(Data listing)
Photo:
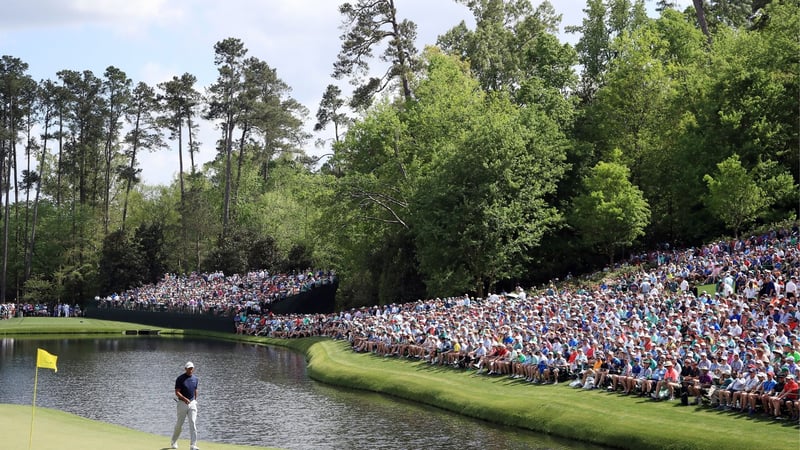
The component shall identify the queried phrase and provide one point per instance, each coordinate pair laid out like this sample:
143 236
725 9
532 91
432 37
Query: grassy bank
591 416
59 430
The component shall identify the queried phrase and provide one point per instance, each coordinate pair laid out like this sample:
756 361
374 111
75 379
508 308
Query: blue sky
153 40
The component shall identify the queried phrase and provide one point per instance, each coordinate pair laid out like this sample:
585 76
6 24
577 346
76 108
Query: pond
248 394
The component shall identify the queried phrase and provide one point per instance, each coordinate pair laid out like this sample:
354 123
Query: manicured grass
54 429
69 325
592 416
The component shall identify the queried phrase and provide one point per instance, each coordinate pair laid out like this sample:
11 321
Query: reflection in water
248 394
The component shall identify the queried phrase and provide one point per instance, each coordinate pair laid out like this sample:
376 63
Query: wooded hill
496 155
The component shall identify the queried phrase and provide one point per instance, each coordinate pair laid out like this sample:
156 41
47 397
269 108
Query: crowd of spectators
216 293
715 324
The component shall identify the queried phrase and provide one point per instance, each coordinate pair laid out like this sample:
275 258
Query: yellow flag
46 360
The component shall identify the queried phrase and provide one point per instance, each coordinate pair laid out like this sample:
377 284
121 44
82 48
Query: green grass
53 429
590 416
71 325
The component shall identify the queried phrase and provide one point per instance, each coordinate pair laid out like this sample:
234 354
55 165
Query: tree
513 43
16 88
116 93
179 102
367 23
144 134
733 195
481 202
330 112
611 213
223 106
601 24
121 264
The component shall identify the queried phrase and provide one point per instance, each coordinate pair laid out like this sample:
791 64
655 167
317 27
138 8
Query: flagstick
33 409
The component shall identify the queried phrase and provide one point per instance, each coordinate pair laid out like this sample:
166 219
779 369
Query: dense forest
494 156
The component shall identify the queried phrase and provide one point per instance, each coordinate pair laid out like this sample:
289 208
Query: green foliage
612 213
733 195
122 265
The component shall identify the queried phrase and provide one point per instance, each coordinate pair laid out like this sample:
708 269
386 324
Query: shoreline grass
591 416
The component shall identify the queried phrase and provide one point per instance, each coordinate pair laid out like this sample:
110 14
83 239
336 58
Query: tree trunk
701 18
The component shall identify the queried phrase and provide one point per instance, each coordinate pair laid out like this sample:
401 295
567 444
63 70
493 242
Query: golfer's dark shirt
187 384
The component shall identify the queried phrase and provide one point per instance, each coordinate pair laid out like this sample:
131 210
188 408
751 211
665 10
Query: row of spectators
217 294
643 333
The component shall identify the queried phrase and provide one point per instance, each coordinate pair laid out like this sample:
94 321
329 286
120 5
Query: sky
154 40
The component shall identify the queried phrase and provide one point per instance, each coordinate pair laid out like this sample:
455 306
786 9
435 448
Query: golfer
186 393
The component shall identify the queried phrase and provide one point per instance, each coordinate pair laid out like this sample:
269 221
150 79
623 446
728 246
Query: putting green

▸ Request
Every entry above needs to be retyped exactly; drop the pictures.

▸ Exercise solution
Photo:
The component shall identify the queried phrase and provide one point per instance, each coordinate pair laid out like this sample:
143 236
725 9
532 91
432 37
Query: grassy bank
591 416
59 430
The component shall identify the queried phrase and provide one point per instance, each coordinate pair laid out like this sample:
756 361
374 111
75 379
508 308
Query: blue sky
153 40
The component shall identify the queried phrase and provide one point per instance, each coordinate pair laid out like this sample:
585 76
6 24
577 346
76 108
Query: pond
248 394
The component shall identify the queried phrase and provide one point per instance, each coordinate pair laid out like this sample:
354 123
Query: manicured grass
54 429
69 325
592 416
The component shall identify the queried phrase and provide one point per instance, each coordinate pair laid out like this sample:
11 321
Query: reflection in water
248 394
The component shall identify the queried phrase and provide one point per instance, each coordinate pair laid out like this sample:
376 63
Query: wooded hill
496 155
The component shall identify the queried phrase and provide one point per instance, each coordinate pair laid out like this sample:
156 41
47 397
269 108
Query: crowd of spectators
216 293
715 324
The component shall identify the queried phrase and provide one point per instance, each coordinate pair laid out like this sample:
275 258
Query: yellow flag
46 360
The component shall identify the queried phrase and provide one point per instance, each coordinate pair laid out like this sample:
377 284
121 44
82 48
Query: green grass
53 429
590 416
71 325
The component shall identify the queried phrase and provide one point per instance, each coordinate pair laid out like this sample:
234 354
55 165
Query: tree
513 43
16 88
116 93
179 102
367 23
144 134
733 195
481 202
330 112
611 213
223 106
601 24
121 264
The component shall identify the queried phrase and provide one point per instance, each coordinate pair laid out like this sample:
791 64
655 167
317 27
138 8
Query: flagstick
33 409
The component shall identify the queried phrase and provide one point per instance, each coordinate pair laid out like this sample:
166 219
779 369
Query: dense forest
494 156
The component shall identify the queried phrase and provide one point per instance, each coordinate pair laid out like this sample:
289 208
Query: green foliage
612 213
733 195
122 265
The component shall identify the queried phrase and provide one point per instance, each coordinate pair laid out like this sample:
708 269
386 324
Query: shoreline grass
591 416
The component shall identify the queried phrase and provide one point per instance, each coordinate pair laid out like this sample:
110 14
83 239
336 58
Query: tree trunk
701 18
The component shall identify the queried phrase and provide one point per instance, each coordinate pair laid out like this sample:
401 295
567 444
63 70
493 242
Query: golfer's dark shirt
187 384
The component shall identify the queried phrase and provide one point per instance, each coordinate pair laid out like this sample:
131 210
188 408
751 211
665 10
Query: row of spectators
217 294
643 333
The component shall identify the queried phrase and provide one point per instance, each coordinate pair laid out like this sample:
94 321
329 286
120 5
Query: sky
154 40
The component shall identify the queried phrase and provide one point per instance, each coordinate pair laid out like this sample:
455 306
786 9
435 448
Query: golfer
186 393
The component shall identify the queried phrase and provide one point per instance, each coordinate pair laid out like this sample:
269 221
150 79
623 446
728 246
Query: putting green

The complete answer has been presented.